## WORK ITEM
Return exactly the lines below, starting with the one that has "Target: white cloud" and going on through the one that has "Can you locate the tall".

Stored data
##########

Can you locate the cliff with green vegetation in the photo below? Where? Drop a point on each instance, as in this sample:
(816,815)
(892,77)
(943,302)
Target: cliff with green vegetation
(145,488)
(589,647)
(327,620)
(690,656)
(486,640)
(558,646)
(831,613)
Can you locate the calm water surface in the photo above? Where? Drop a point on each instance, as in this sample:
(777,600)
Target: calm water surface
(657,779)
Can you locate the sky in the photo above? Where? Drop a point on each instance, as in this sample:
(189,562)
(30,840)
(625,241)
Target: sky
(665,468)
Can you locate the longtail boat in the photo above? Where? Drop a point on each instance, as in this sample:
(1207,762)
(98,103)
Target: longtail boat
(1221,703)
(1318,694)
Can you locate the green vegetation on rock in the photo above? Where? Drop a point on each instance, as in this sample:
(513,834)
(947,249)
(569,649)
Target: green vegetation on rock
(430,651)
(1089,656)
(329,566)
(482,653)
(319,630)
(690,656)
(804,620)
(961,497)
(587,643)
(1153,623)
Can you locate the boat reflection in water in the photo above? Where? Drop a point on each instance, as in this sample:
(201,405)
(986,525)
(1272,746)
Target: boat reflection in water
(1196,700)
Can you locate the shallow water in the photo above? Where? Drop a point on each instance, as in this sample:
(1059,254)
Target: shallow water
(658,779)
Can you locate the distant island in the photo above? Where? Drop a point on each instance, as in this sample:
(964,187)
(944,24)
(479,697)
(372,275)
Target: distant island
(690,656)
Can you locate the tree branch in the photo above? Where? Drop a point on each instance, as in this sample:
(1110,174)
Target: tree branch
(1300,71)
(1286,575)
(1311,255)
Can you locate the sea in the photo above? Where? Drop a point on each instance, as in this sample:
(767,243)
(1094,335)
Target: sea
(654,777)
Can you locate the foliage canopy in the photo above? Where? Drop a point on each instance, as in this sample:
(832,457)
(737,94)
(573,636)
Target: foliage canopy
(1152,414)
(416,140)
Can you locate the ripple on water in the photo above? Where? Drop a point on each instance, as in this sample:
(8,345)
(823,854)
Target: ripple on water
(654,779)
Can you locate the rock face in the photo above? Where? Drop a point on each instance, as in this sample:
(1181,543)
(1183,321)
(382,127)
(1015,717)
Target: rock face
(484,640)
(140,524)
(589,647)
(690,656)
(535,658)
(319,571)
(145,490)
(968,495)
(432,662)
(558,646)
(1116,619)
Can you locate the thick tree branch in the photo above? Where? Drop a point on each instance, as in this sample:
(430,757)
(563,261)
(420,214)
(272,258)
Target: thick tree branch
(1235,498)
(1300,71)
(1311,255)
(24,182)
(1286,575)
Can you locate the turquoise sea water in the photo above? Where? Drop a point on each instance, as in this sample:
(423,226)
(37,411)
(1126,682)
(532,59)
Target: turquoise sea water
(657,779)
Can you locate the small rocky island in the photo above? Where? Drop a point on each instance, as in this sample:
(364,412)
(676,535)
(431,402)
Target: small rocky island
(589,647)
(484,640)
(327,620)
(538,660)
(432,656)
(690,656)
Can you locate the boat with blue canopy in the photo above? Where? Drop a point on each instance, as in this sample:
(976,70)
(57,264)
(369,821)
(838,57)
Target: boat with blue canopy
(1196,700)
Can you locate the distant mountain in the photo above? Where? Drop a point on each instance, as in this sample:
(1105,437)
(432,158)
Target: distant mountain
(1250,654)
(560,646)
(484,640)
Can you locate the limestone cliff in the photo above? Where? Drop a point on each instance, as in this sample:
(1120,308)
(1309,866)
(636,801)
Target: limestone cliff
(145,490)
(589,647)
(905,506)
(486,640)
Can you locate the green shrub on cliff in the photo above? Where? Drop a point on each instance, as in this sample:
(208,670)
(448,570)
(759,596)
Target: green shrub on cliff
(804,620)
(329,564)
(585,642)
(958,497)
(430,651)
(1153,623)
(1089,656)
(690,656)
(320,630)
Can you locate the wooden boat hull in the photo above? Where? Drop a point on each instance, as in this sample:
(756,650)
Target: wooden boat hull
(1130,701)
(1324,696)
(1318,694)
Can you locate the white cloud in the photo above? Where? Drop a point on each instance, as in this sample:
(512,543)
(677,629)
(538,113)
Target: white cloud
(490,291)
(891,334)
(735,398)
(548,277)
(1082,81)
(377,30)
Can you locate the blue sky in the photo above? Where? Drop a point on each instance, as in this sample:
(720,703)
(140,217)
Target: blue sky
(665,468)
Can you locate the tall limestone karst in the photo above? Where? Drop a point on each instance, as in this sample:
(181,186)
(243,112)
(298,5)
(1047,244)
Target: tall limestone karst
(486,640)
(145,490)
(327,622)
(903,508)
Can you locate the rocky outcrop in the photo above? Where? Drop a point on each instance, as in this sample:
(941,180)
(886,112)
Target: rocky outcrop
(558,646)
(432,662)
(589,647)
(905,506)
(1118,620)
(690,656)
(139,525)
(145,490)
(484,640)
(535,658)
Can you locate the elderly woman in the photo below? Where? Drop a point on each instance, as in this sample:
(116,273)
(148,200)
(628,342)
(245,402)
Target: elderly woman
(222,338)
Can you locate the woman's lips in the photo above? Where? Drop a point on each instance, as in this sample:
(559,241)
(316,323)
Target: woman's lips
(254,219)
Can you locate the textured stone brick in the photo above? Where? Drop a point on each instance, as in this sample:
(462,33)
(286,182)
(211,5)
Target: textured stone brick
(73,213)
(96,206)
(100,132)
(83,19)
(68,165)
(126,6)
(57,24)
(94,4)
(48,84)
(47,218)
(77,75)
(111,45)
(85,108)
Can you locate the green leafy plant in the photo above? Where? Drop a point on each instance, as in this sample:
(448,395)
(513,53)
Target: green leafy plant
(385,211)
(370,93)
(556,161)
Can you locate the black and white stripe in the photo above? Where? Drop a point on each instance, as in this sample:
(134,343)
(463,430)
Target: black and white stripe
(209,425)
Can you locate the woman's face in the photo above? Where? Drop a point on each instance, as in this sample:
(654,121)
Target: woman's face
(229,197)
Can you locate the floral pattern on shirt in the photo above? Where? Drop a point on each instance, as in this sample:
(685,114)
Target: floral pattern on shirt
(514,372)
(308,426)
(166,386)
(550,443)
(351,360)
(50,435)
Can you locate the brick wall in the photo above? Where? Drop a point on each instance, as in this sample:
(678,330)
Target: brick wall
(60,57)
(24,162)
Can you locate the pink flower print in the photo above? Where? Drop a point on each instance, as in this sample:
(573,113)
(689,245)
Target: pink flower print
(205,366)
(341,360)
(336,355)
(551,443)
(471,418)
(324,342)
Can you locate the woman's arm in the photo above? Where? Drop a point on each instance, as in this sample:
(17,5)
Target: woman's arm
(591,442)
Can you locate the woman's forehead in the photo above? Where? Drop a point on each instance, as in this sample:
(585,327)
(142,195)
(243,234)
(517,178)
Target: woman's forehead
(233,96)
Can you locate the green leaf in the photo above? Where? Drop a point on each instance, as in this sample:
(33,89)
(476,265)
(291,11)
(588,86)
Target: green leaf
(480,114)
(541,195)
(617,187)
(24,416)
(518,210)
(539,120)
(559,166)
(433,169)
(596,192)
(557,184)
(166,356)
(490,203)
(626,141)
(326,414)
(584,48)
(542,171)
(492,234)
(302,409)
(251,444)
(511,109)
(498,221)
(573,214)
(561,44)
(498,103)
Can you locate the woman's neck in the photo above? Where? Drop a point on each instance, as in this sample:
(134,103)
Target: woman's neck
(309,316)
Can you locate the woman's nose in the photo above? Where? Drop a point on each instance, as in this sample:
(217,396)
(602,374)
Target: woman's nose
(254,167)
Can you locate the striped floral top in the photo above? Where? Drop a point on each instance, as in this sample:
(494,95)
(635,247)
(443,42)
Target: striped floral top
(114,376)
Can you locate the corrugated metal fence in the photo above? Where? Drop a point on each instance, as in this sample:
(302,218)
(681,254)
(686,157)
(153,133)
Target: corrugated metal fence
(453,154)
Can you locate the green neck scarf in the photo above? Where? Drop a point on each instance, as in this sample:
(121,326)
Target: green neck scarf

##########

## ANSWER
Target: white cloud
(490,291)
(891,334)
(735,398)
(548,277)
(1082,81)
(377,30)
Can you locate the blue sky in the photo above? Where? Drop a point on each instance, as in this sample:
(720,703)
(140,217)
Target: blue sky
(665,468)
Can you locate the tall limestone karst in the photo above? Where? Drop a point on each instance, as in this sample:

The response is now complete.